Copy all of the lines below word for word, keeping every character the same.

+---+

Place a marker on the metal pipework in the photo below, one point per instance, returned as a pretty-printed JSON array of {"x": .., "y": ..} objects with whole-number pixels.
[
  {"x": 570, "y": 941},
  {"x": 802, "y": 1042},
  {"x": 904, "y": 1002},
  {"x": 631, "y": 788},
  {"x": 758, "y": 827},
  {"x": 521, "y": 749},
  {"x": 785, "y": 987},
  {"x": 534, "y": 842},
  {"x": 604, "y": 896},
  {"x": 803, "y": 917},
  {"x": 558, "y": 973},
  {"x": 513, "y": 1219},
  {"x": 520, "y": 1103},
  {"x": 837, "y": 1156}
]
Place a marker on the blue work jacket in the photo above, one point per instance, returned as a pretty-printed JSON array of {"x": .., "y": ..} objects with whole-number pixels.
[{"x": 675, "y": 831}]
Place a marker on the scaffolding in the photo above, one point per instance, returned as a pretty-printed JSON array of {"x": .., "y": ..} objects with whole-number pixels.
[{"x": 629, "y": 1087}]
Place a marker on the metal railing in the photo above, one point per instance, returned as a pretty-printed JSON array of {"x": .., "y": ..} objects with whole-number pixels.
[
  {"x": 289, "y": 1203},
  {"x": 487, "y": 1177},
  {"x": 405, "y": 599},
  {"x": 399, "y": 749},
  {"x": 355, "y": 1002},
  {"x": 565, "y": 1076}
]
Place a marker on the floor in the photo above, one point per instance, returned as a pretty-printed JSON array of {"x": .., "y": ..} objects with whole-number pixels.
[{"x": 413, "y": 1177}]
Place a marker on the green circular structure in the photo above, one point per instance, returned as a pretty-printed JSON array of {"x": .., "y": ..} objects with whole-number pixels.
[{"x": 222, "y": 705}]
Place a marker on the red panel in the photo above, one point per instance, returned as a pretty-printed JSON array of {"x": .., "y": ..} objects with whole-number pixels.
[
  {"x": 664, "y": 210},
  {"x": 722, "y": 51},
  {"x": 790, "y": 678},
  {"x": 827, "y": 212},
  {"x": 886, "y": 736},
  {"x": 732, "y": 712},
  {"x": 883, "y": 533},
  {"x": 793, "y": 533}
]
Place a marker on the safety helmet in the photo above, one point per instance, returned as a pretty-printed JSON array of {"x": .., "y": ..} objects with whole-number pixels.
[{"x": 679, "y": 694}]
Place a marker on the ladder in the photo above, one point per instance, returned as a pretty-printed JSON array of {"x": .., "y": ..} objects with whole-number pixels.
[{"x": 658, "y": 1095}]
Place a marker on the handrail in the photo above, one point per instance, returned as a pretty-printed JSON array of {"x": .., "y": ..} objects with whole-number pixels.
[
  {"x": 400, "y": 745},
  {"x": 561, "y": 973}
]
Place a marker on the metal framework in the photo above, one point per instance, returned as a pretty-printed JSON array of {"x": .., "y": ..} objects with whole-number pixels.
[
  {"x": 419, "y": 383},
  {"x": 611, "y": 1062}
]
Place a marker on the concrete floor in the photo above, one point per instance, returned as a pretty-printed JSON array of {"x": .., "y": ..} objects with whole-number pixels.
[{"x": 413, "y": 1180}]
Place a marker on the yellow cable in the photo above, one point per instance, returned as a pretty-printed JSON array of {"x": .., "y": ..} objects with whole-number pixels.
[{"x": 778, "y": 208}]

+---+

TASK OUTPUT.
Place a marker on the metal pipework in the photo below, one point per instance, returned as a pretty-printed JSON array of {"x": .., "y": ..} objects with whole-number pixels.
[
  {"x": 570, "y": 941},
  {"x": 802, "y": 1042},
  {"x": 904, "y": 1002},
  {"x": 631, "y": 788},
  {"x": 758, "y": 827},
  {"x": 521, "y": 749},
  {"x": 785, "y": 987},
  {"x": 534, "y": 842},
  {"x": 604, "y": 896},
  {"x": 803, "y": 917},
  {"x": 558, "y": 973},
  {"x": 513, "y": 1219},
  {"x": 520, "y": 1103},
  {"x": 837, "y": 1156}
]
Place a marker on the blue work jacket in the photo above, one point per instance, returned as a pretty-printed JSON array of {"x": .., "y": ..} objects with whole-number pixels.
[{"x": 675, "y": 831}]
Place a marker on the scaffolding in the photo above, one point per instance, returned as a pretty-printed JSON array of {"x": .., "y": ..} objects with whole-number pixels.
[{"x": 629, "y": 1087}]
Place a marker on the metal railing in the photo above, one point per instance, returned as a pretty-printed JSON array of {"x": .., "y": ..} objects with whole-number pixels.
[
  {"x": 289, "y": 1203},
  {"x": 487, "y": 1177},
  {"x": 405, "y": 599},
  {"x": 399, "y": 749},
  {"x": 355, "y": 1002},
  {"x": 565, "y": 1076}
]
Place a marker on the floor in the photo above, one point per instance, returned as a pretty-printed JSON array of {"x": .., "y": ..} objects with whole-number pixels.
[{"x": 413, "y": 1177}]
Place a marker on the green circular structure in the photo above, one point per instance, returned as a pretty-printed JSON array of {"x": .., "y": ..} objects with whole-number pixels.
[{"x": 222, "y": 705}]
Place a marker on the red panel in the photo above, one point per instance, returned as a pretty-printed JSON array of {"x": .., "y": ..} objects with whole-number pixels.
[
  {"x": 664, "y": 210},
  {"x": 722, "y": 51},
  {"x": 790, "y": 678},
  {"x": 827, "y": 212},
  {"x": 886, "y": 736},
  {"x": 732, "y": 712},
  {"x": 883, "y": 533},
  {"x": 793, "y": 533}
]
Place a marker on the safety helmet in the photo above, one point per instance, returned as a pretty-printed JSON array of {"x": .., "y": ..} objects with whole-number pixels.
[{"x": 679, "y": 694}]
Place a marker on the ladder in the photo above, one point per instance, returned as a pretty-printed JSON array of {"x": .., "y": ..} objects with whole-number pixels.
[{"x": 658, "y": 1095}]
Place a marker on the handrail in the photo above, one point per instance, returned as a pretty-printed JSON array of {"x": .., "y": ..} objects with whole-number pixels.
[
  {"x": 400, "y": 745},
  {"x": 561, "y": 973}
]
Place a marker on the metal framework in the photo above, one point per instance, returned as a pretty-printed JSON array of {"x": .., "y": ..} objects with whole-number pixels.
[
  {"x": 419, "y": 383},
  {"x": 611, "y": 1062}
]
Place a marker on the concrete floor in the photo above, one point per instance, returned as a pretty-printed JSON array of {"x": .., "y": ..} objects with whole-number pixels.
[{"x": 413, "y": 1180}]
Place a marker on the yellow cable in the photo above, one point per instance, returned as a pretty-printed JSON array of {"x": .., "y": ..} objects with whole-number pixels.
[{"x": 778, "y": 208}]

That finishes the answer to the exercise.